>> BEGIN EXTRACTED DATA

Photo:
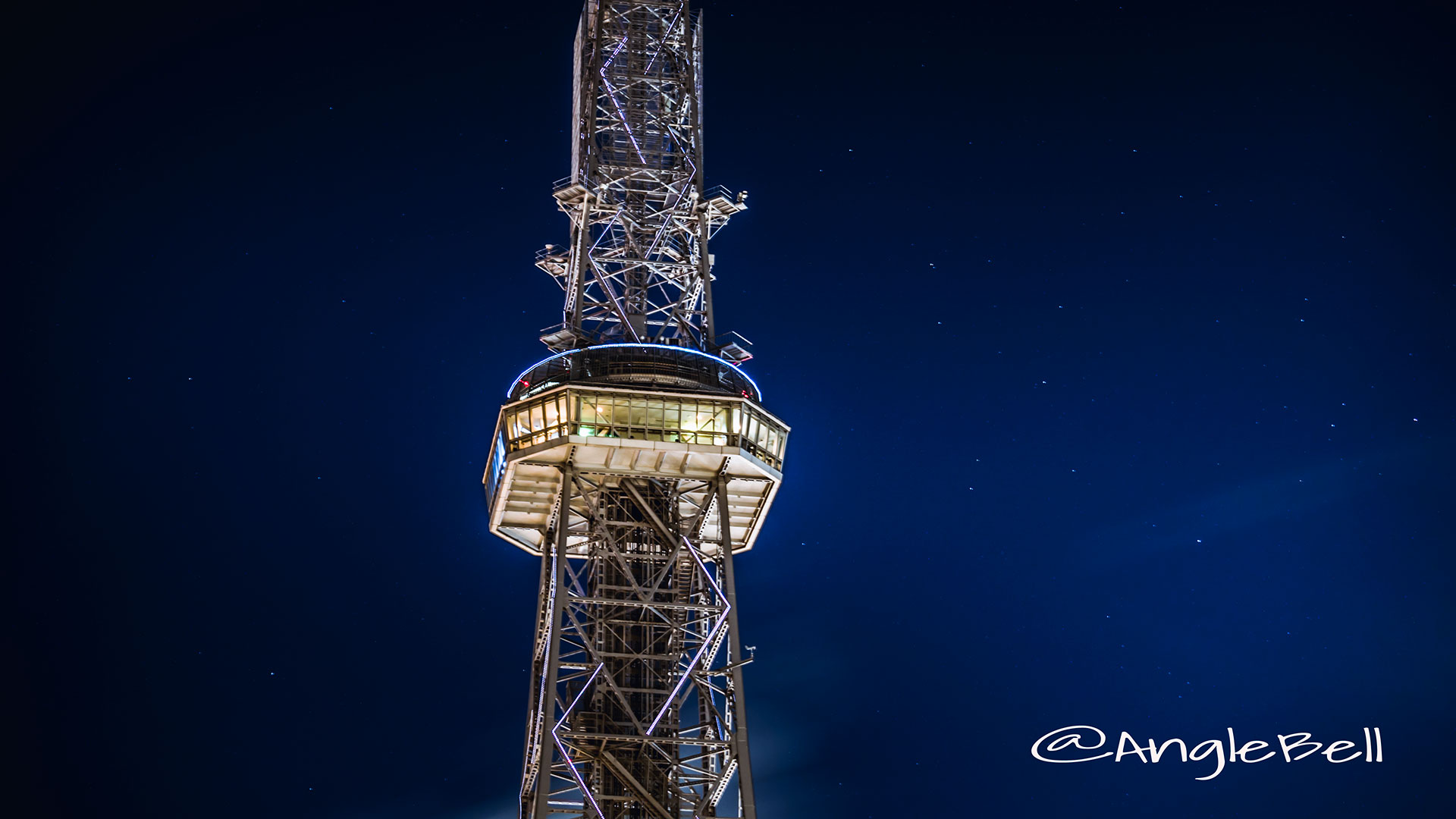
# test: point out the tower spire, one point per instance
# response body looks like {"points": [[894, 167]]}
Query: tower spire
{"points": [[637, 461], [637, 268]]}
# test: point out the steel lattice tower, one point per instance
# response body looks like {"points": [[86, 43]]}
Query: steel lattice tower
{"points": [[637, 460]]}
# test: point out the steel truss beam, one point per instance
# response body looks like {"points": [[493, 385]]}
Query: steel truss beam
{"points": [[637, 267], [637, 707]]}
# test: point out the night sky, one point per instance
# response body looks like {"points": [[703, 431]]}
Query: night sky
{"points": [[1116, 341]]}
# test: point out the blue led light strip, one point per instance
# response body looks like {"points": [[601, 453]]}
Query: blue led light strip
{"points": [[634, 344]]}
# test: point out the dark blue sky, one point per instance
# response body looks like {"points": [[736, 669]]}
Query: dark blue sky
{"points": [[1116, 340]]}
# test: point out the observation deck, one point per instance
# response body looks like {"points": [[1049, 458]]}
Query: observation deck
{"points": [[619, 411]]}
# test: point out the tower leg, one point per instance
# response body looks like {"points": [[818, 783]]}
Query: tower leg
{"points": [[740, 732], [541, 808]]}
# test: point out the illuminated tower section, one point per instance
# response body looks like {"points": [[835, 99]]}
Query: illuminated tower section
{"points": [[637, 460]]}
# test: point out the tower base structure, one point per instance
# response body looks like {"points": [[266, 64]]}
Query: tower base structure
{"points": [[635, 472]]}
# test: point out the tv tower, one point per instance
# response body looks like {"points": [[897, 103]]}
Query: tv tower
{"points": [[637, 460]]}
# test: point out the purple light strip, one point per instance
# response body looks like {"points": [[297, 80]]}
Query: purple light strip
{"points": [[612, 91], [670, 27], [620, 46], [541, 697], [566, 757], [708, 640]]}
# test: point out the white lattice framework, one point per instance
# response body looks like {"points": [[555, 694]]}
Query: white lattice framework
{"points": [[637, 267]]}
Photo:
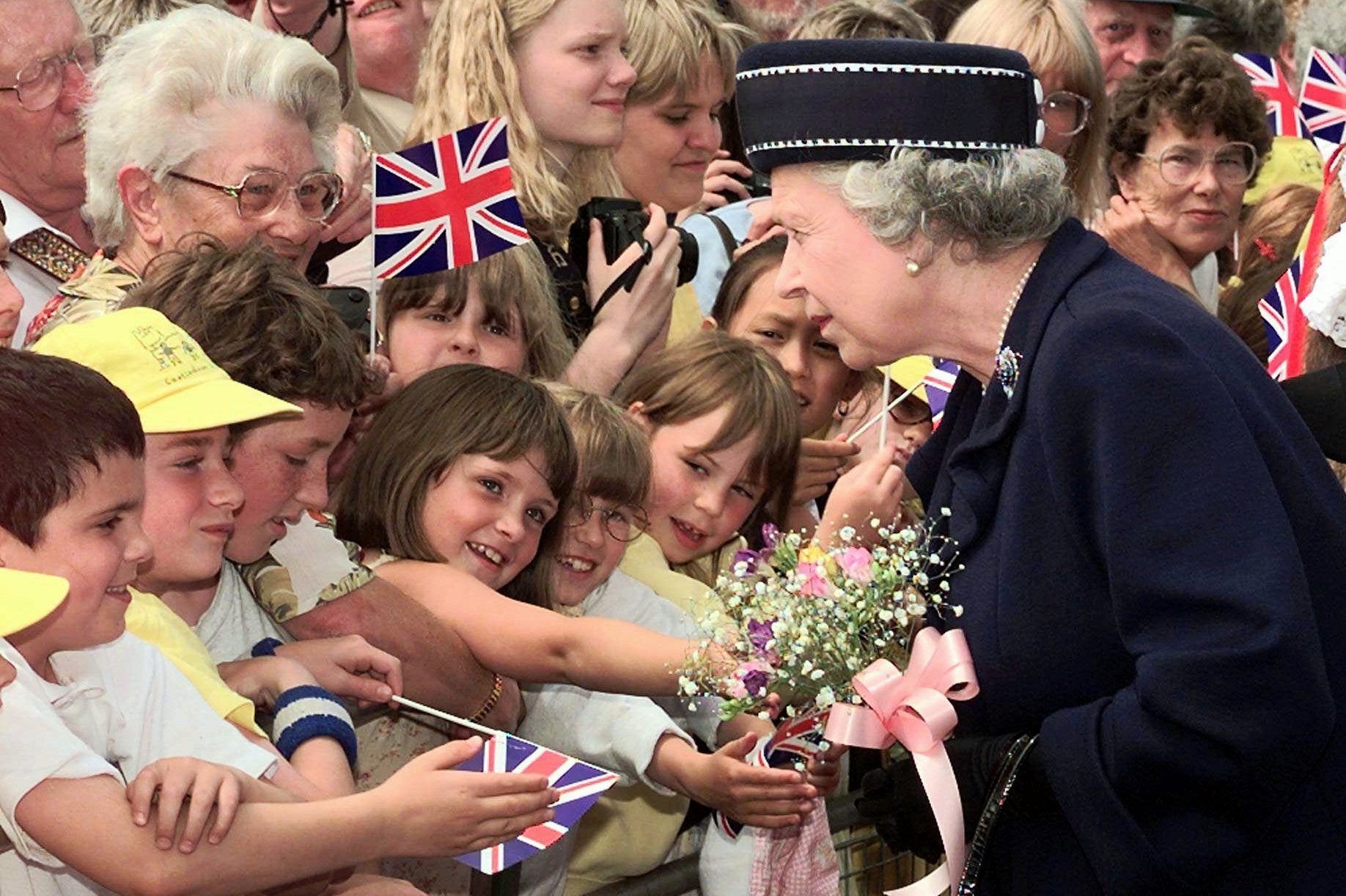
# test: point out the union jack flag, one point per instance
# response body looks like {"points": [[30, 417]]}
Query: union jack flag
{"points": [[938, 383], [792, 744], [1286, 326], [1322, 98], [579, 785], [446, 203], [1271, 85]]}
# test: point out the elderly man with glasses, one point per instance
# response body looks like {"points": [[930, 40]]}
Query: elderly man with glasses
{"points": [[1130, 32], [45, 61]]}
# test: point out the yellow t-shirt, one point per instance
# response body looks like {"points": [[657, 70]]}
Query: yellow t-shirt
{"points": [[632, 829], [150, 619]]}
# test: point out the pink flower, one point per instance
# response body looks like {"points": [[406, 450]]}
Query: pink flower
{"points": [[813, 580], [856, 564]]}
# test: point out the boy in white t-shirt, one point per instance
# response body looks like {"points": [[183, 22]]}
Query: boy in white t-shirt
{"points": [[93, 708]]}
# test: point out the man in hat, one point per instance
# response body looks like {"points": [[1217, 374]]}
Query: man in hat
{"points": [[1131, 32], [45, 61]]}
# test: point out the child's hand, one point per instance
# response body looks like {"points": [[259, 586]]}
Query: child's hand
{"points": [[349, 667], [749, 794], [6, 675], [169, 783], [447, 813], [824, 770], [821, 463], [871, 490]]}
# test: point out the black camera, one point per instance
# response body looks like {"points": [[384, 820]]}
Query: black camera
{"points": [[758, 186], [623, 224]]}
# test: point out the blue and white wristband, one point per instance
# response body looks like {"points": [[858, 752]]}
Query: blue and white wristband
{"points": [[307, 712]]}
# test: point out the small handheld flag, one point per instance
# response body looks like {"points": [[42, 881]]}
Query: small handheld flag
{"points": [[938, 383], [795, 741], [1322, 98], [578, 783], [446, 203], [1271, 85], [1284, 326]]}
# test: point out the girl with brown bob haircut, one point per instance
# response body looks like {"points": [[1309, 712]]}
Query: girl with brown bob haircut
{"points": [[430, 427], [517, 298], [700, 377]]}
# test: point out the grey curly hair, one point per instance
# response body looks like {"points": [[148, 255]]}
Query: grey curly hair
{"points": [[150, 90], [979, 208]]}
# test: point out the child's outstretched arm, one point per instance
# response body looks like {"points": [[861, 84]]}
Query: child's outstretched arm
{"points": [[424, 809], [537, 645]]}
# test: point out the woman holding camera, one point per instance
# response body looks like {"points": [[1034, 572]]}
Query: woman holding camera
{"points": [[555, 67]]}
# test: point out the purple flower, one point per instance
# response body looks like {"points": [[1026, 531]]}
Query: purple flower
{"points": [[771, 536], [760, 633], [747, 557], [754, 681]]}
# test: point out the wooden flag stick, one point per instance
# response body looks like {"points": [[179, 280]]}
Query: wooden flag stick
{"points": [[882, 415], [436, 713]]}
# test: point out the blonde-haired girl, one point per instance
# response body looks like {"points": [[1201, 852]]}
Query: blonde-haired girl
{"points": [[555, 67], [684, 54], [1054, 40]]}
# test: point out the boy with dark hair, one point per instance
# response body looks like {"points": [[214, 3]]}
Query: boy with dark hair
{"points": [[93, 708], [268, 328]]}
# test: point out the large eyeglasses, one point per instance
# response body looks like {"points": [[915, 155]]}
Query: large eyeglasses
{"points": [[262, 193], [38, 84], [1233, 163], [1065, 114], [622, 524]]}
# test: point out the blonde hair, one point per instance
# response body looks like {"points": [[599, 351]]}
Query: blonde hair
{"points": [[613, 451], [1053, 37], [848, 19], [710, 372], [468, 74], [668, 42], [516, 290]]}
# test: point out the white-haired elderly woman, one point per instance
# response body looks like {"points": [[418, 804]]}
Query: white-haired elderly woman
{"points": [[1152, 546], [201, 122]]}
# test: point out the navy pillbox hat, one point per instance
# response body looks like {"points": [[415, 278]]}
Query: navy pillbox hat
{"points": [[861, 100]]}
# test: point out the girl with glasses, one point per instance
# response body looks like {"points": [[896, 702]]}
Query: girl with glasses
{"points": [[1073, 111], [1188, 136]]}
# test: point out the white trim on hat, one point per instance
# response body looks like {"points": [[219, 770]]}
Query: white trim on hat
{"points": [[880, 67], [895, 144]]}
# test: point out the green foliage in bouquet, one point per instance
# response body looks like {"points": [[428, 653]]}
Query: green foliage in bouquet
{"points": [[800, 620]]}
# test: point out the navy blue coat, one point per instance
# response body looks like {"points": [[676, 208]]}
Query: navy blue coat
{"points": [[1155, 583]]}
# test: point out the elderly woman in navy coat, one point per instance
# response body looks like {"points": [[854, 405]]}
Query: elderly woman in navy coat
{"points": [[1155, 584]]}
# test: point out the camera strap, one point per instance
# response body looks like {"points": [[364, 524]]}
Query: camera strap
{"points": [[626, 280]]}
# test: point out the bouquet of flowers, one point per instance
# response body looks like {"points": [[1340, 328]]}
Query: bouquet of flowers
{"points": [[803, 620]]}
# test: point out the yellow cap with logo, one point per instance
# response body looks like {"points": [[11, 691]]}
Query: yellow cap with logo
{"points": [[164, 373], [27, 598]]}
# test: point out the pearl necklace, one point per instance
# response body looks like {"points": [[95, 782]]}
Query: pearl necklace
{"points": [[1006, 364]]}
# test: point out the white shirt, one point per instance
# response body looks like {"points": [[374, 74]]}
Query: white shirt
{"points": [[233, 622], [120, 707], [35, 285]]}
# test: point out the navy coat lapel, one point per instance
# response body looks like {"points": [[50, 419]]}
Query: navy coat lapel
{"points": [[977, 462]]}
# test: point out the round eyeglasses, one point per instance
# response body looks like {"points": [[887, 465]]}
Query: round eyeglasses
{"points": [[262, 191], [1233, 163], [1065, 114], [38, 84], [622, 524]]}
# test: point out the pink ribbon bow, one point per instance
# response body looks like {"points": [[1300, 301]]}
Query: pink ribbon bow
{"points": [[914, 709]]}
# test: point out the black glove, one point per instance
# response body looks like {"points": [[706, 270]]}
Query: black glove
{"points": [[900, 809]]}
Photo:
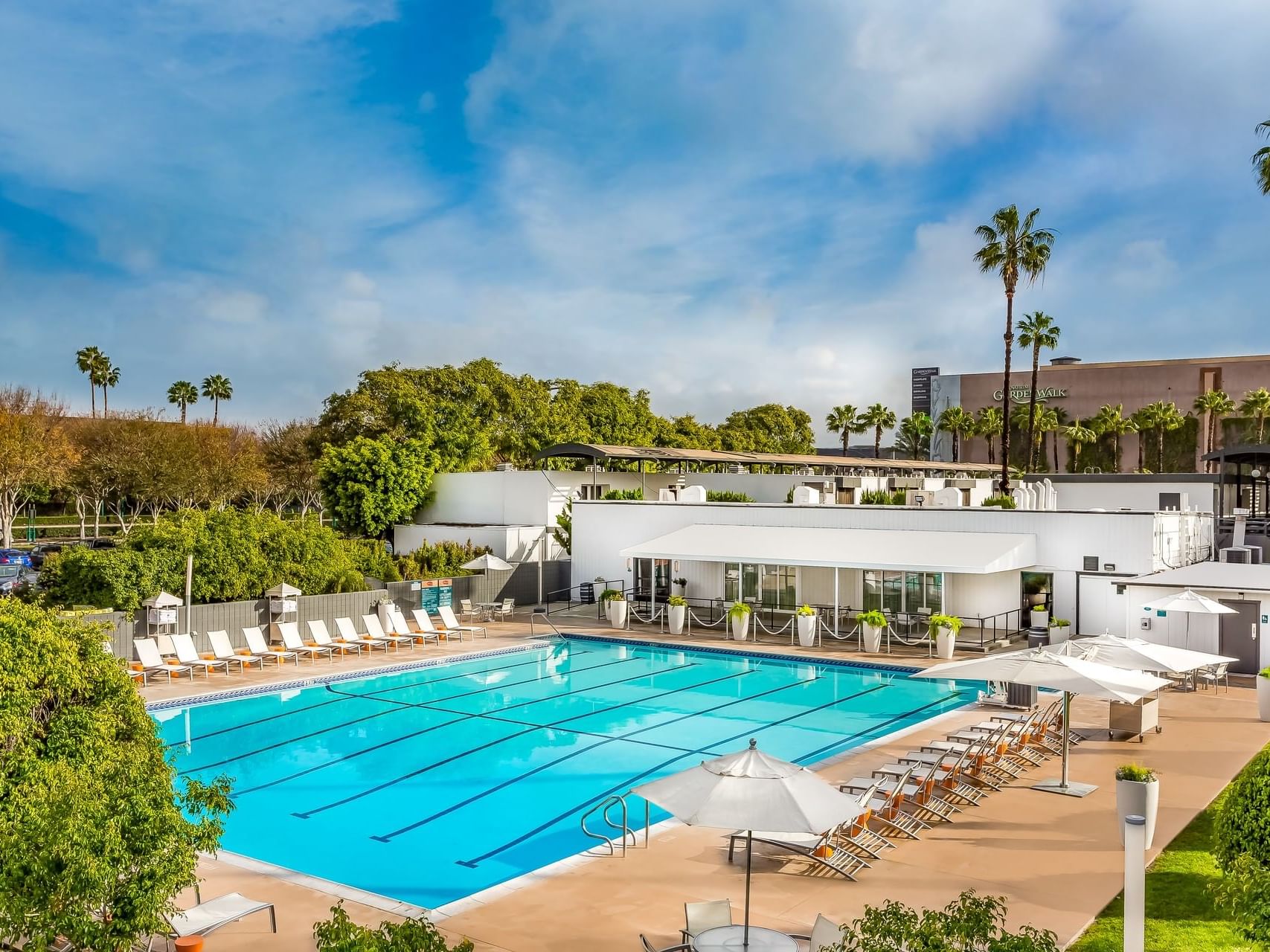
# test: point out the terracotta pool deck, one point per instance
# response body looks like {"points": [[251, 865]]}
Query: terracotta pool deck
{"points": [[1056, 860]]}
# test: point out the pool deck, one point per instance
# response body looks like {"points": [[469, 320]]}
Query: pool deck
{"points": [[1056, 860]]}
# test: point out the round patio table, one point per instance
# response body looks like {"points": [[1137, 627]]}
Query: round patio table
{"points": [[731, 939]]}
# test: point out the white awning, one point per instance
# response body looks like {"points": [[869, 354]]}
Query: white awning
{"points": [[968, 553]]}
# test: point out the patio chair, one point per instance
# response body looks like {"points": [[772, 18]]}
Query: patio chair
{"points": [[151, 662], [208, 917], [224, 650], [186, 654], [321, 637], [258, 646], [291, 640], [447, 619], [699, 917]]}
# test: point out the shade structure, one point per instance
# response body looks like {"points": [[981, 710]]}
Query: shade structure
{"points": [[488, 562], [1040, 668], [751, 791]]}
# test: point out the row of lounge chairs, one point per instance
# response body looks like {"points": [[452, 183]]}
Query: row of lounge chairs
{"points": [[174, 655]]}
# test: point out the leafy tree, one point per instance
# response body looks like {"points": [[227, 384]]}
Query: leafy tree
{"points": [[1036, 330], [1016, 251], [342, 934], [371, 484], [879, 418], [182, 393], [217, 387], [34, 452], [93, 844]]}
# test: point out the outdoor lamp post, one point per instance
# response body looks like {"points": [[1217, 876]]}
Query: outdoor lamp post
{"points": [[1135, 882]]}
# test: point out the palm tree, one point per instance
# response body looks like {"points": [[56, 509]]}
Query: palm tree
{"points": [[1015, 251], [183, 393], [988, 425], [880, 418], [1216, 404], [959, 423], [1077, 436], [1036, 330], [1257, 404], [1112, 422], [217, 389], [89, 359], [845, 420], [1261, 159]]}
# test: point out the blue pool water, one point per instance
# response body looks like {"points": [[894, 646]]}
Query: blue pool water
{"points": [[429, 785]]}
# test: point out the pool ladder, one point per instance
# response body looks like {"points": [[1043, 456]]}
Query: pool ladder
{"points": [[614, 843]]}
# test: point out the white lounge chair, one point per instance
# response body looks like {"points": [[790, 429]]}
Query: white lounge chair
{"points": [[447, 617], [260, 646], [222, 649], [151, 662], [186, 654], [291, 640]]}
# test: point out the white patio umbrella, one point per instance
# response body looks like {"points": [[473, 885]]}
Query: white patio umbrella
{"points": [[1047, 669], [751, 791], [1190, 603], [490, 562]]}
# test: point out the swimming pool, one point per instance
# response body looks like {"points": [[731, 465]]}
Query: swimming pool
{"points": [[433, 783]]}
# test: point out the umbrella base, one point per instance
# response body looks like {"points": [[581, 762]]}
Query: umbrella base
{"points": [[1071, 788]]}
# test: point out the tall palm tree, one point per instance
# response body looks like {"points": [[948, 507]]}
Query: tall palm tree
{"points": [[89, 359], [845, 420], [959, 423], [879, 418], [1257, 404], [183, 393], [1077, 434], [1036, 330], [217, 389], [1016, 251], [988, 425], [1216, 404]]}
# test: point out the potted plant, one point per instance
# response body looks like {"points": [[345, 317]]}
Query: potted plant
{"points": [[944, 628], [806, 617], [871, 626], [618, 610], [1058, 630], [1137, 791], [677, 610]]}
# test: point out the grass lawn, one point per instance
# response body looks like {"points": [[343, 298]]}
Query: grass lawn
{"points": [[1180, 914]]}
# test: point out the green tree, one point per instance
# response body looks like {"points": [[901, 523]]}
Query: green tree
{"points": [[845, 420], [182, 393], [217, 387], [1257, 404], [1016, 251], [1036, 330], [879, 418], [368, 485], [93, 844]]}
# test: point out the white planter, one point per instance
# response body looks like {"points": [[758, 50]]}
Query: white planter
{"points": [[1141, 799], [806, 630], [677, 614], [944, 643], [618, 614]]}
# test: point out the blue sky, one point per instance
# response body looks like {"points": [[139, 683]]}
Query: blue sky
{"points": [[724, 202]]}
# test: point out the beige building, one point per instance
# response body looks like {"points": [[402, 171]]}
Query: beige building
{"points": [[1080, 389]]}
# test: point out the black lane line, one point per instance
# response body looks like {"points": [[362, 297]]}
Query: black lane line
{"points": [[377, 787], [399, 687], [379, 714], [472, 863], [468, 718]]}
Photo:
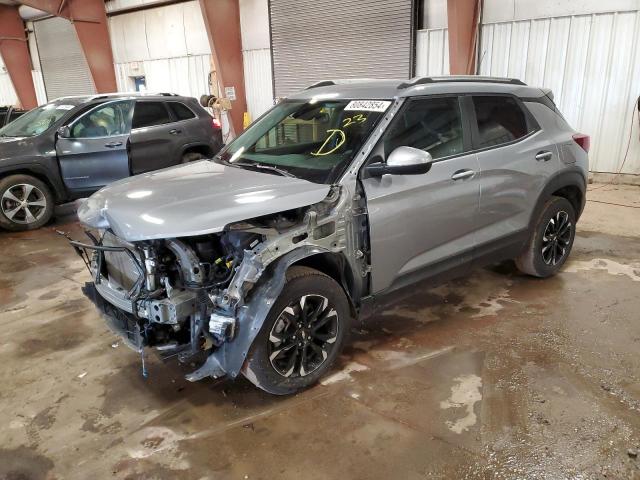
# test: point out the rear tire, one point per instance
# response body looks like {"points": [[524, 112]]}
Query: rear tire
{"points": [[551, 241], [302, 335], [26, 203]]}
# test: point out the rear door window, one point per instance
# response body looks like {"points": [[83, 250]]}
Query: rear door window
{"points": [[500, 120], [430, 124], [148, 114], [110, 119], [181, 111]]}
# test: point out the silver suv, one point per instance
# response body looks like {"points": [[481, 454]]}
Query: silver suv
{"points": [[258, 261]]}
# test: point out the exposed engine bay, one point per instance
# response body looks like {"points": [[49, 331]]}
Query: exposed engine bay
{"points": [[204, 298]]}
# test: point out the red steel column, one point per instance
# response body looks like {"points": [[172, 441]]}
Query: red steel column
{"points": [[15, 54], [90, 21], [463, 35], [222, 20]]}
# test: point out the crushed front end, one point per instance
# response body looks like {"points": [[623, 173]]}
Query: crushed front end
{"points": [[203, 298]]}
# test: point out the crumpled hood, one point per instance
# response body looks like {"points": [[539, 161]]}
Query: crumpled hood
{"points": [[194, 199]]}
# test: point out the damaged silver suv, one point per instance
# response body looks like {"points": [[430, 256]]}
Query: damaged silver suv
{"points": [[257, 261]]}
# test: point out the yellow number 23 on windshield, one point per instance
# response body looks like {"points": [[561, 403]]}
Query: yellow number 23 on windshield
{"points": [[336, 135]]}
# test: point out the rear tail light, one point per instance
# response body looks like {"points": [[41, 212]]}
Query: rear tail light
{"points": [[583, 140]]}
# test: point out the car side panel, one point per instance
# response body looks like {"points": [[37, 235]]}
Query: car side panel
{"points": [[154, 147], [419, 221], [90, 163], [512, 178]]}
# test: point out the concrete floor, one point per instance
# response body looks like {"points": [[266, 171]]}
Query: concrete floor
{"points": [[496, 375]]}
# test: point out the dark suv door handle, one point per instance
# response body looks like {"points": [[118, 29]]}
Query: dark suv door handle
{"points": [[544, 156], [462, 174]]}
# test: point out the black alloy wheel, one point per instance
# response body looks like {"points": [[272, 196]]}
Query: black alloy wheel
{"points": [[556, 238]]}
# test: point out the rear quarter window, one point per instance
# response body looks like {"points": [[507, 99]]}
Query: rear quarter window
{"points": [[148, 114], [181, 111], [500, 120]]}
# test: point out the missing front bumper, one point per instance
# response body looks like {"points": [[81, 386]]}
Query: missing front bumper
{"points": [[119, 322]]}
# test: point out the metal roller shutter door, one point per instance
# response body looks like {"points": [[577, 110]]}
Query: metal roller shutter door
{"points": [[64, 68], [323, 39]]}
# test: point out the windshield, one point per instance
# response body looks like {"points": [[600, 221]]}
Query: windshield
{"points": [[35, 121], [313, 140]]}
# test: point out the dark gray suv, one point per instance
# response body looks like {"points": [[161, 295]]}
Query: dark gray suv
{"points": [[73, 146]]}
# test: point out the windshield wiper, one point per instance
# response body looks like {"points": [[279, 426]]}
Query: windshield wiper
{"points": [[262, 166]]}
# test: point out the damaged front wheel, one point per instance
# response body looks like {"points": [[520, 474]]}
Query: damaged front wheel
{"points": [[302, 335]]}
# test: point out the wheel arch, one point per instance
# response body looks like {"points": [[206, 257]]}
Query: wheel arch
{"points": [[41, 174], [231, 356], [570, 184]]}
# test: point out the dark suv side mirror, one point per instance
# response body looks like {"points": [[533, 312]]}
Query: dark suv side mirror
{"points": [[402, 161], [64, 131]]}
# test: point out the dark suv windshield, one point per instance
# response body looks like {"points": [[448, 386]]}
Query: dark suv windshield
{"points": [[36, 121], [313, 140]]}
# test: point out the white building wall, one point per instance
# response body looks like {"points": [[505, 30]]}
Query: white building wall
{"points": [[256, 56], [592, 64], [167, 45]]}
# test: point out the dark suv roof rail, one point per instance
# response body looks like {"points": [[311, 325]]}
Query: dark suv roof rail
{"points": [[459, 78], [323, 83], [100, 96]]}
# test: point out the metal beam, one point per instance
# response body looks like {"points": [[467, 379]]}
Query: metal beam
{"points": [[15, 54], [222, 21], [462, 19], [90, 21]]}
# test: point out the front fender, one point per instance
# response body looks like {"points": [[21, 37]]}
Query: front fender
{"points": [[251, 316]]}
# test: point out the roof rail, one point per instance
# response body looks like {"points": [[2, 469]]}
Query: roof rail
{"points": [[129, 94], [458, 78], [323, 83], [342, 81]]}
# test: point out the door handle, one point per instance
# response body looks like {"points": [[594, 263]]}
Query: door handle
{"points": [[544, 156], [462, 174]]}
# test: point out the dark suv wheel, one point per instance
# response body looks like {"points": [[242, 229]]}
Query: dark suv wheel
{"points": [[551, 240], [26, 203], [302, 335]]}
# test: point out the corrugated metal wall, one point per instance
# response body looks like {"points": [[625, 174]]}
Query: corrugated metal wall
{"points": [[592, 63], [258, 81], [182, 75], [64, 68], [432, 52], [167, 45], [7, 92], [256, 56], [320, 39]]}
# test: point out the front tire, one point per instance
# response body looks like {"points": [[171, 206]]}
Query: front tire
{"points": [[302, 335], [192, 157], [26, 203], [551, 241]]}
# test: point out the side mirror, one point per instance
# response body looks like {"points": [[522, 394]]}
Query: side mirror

>> END EXTRACTED DATA

WHAT YOU ARE ASKED TO DO:
Repeat exactly, and only, the lines from the line containing "# test: point out the dark suv roof" through the last line of the records above, both included.

THE SOLUTION:
# test: point out the dark suv roof rail, one point per instance
# response body looks like {"points": [[311, 325]]}
Query: dark suv roof rail
{"points": [[459, 78], [323, 83], [100, 96]]}
# test: point out the metal beam, one point per instance
# response body looks like {"points": [[467, 379]]}
Query: metal beam
{"points": [[15, 54], [222, 21], [462, 19], [90, 21]]}
# test: point out the front fender, one point per instance
# response body looks like {"points": [[21, 37]]}
Query: front fender
{"points": [[251, 316]]}
# test: point out the roof rail, one point per instance
# response body looks like {"points": [[2, 469]]}
Query: roof rail
{"points": [[129, 94], [458, 78], [323, 83], [342, 81]]}
# test: point out the door handle, one point per instance
# response body looks like {"points": [[594, 263]]}
Query: door handle
{"points": [[544, 156], [462, 174]]}
# test: point out the dark suv wheel, one point per instance
# response body looks like {"points": [[242, 229]]}
Query: dark suv wheel
{"points": [[551, 240], [26, 203], [302, 335]]}
# test: point out the corrugated metal wall, one point per instance
# response body looks like {"points": [[625, 174]]}
Query: corrugated metal wall
{"points": [[592, 63], [258, 81], [182, 75], [64, 68], [432, 52], [167, 45], [7, 92], [256, 56], [320, 39]]}
# test: point out the front tire, one point per instance
# response body looks like {"points": [[171, 206]]}
Query: front tire
{"points": [[302, 335], [192, 157], [26, 203], [551, 241]]}
# test: point out the side mirror, one point per instance
# response body looks like {"points": [[522, 394]]}
Query: side mirror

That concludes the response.